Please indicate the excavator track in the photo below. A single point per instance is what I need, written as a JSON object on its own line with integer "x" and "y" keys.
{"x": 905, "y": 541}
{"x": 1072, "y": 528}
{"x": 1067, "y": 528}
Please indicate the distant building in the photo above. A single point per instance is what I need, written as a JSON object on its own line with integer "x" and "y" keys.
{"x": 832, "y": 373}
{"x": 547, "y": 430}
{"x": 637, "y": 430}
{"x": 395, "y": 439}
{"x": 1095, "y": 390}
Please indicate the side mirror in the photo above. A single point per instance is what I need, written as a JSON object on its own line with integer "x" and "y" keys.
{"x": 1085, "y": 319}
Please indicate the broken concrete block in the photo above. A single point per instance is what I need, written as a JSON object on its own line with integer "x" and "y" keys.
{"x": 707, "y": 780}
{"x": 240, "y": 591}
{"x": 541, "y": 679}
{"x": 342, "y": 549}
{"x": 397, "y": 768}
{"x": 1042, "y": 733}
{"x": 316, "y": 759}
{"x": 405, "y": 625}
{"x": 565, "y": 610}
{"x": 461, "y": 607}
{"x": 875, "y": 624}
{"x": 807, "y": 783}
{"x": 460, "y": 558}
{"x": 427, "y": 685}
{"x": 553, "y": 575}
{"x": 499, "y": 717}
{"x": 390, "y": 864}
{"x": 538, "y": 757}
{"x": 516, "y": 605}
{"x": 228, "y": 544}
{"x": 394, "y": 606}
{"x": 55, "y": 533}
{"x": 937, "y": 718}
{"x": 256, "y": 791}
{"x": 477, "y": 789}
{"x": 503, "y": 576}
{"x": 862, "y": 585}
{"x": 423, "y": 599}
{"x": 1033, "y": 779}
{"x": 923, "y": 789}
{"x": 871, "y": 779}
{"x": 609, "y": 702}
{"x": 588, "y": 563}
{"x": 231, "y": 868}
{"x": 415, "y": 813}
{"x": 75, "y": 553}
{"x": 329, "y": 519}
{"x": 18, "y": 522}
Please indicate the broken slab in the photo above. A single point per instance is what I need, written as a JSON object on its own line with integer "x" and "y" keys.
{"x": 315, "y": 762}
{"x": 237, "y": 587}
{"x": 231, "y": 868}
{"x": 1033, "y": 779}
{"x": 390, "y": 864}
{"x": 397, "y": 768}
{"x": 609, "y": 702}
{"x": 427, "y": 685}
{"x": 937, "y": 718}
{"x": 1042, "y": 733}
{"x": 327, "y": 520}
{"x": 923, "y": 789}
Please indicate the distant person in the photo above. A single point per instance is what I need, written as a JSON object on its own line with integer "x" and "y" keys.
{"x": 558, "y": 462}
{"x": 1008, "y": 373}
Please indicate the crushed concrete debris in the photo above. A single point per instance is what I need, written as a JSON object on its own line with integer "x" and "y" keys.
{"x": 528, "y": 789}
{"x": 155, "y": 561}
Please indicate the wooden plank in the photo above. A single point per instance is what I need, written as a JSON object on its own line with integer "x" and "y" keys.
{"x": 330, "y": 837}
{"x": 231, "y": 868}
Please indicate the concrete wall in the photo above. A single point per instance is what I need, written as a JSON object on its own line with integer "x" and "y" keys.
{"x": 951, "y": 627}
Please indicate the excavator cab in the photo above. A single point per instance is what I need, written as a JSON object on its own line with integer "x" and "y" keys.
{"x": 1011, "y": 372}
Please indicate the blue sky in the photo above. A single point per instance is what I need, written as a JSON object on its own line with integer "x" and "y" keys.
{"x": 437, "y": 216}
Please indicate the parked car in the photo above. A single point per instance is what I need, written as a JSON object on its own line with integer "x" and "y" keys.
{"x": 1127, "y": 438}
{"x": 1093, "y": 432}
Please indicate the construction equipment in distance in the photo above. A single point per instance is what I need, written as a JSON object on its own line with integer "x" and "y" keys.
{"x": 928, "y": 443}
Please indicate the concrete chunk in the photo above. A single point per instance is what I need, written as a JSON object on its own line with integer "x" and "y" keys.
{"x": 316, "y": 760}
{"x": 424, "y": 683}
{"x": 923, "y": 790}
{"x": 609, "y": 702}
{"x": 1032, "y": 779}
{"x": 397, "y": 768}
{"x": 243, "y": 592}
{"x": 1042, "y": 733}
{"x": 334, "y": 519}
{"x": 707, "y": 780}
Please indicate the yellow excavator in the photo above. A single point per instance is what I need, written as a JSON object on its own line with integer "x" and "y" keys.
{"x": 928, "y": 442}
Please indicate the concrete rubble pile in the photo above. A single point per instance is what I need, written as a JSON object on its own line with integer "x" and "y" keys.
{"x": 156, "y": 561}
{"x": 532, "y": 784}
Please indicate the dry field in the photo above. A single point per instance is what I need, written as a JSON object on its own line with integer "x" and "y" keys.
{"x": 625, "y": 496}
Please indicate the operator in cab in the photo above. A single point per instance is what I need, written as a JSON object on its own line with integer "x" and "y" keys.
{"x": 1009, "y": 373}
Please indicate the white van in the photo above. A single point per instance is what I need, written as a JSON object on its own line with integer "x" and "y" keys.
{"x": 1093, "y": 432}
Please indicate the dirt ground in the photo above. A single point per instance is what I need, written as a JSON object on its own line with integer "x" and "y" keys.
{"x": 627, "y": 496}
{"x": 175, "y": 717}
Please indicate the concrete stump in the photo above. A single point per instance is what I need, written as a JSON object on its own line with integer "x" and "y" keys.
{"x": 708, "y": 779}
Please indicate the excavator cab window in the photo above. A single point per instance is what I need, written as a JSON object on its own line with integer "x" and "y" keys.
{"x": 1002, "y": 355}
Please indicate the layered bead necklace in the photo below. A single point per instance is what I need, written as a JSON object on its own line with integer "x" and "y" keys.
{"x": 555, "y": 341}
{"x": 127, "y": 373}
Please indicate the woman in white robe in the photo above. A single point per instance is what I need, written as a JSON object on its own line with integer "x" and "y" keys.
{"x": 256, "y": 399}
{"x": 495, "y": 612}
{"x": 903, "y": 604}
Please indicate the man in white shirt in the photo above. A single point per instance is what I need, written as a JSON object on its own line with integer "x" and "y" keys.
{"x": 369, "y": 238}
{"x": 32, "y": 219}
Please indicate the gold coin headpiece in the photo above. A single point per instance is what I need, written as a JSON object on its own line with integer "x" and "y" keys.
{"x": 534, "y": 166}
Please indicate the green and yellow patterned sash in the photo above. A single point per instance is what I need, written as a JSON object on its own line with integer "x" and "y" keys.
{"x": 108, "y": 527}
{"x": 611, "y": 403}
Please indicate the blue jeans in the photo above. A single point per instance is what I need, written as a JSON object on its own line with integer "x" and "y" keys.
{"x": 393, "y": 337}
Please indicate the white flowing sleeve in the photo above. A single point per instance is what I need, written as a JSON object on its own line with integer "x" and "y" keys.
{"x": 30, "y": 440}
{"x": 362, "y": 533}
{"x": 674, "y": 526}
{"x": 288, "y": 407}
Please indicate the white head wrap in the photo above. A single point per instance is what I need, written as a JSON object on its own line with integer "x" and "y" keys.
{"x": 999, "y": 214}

===

OBJECTIVE — Everything from the line containing "Please indicate the gold" through the last line of the records must be given again exactly; leave out all other lines.

RESPONSE TO THE EXERCISE —
Please indicate the gold coin headpiece in the photo above. A single point per instance is what I need, written as a JSON object on its own line with integer "x" and "y" keys.
{"x": 534, "y": 166}
Please indicate the green and yellow patterned sash in the photo above. A single point per instance is what I need, written as a JSON object on its own line with integer "x" and "y" keys.
{"x": 108, "y": 527}
{"x": 611, "y": 403}
Please indicate the blue jeans in the photo above. A single point per instance is what I need, written as a JSON object on its own line with integer "x" and "y" keys.
{"x": 393, "y": 337}
Please indicate the white flowing sleeve in the photo above. A single point per instance is what I need, written as a JSON object on its own line with integer "x" and "y" keys.
{"x": 30, "y": 440}
{"x": 362, "y": 533}
{"x": 674, "y": 526}
{"x": 288, "y": 407}
Please indicate the white head wrap in the photo above. A single point per instance is what I need, written as a JSON object on its own line with integer "x" and "y" keys.
{"x": 999, "y": 214}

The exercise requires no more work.